◆ PROMPT
The output must match the entries below exactly, with pictures removed.

Stored data entries:
- - - - -

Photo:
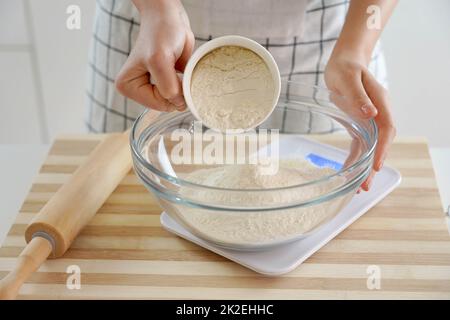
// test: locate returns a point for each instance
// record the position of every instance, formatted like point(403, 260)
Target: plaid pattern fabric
point(301, 58)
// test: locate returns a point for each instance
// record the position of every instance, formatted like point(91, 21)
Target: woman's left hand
point(348, 76)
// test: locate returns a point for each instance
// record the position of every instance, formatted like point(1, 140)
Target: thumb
point(356, 101)
point(163, 74)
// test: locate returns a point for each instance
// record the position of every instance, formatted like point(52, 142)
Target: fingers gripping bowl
point(333, 166)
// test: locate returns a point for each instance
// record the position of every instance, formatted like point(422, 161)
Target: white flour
point(232, 88)
point(257, 227)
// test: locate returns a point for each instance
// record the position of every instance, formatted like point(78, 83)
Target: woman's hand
point(163, 47)
point(348, 76)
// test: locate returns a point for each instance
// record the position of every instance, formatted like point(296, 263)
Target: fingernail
point(366, 109)
point(178, 101)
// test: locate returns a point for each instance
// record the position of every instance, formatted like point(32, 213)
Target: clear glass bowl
point(259, 218)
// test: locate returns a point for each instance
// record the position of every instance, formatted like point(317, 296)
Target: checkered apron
point(300, 34)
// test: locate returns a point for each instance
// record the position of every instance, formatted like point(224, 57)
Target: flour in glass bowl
point(240, 228)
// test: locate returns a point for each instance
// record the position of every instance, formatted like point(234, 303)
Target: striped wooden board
point(125, 253)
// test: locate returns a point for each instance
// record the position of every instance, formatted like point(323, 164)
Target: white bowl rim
point(230, 40)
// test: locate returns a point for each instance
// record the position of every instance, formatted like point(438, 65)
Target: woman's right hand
point(163, 47)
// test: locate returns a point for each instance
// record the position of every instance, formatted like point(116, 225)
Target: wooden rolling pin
point(54, 228)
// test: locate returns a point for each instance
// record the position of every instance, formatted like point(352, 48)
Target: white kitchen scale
point(284, 258)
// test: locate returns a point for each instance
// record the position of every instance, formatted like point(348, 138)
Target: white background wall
point(416, 43)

- - - - -

◆ EXERCISE RESPONSE
Photo:
// test: locate returns a point for each instance
// record the position of every instance, formatted like point(403, 260)
Target: plaid pattern fabric
point(301, 58)
// test: locate returns a point for each instance
// record the position of every instance, formatted like point(91, 21)
Target: woman's left hand
point(348, 76)
// test: locate returns a point for each instance
// record the position of every instance, formatted like point(1, 140)
Target: thumb
point(356, 101)
point(163, 74)
// test: locate returns a point for each instance
// record the position of every instance, formatted like point(52, 142)
Target: fingers gripping bowl
point(333, 166)
// test: locate returns a point for each instance
// record the position of every instance, formatted like point(422, 161)
Target: white flour
point(232, 88)
point(257, 227)
// test: locate returns a point for each instance
// record the position of every instance, formatted like point(78, 83)
Target: woman's hand
point(163, 47)
point(348, 76)
// test: locate returns a point for each instance
// record the position of every instance, formatted like point(296, 263)
Target: fingernail
point(366, 109)
point(178, 101)
// test: locate returns a point for each instance
// record the position of every instance, formatted like point(32, 213)
Target: clear glass bowl
point(259, 218)
// test: locate returns a point for each instance
// record the position of every instance, formatted like point(317, 296)
Target: checkered apron
point(300, 34)
// test: locate returns a point for each instance
// record the position of every instance, formatted like point(224, 57)
Target: flour in glass bowl
point(240, 228)
// test: locate returns a point for each instance
// record the position of every instance, formatted like point(234, 303)
Target: striped wooden board
point(125, 253)
// test: locate returns a point for each instance
// record the position of every instance, formatted like point(323, 164)
Target: white bowl rim
point(230, 40)
// test: locate returns a point for each instance
// record the position of every instance, formatted like point(438, 65)
Target: woman's right hand
point(163, 47)
// test: locate returns a point for each instance
// record the position of every instance, formatted like point(116, 225)
Target: wooden rolling pin
point(54, 228)
// test: locate returns a point for each instance
// record the position of every instance, formatted like point(352, 48)
Target: white kitchen scale
point(284, 258)
// test: locate returns a point for each instance
// record the position of every instance, formatted like point(348, 138)
Target: white background wall
point(416, 43)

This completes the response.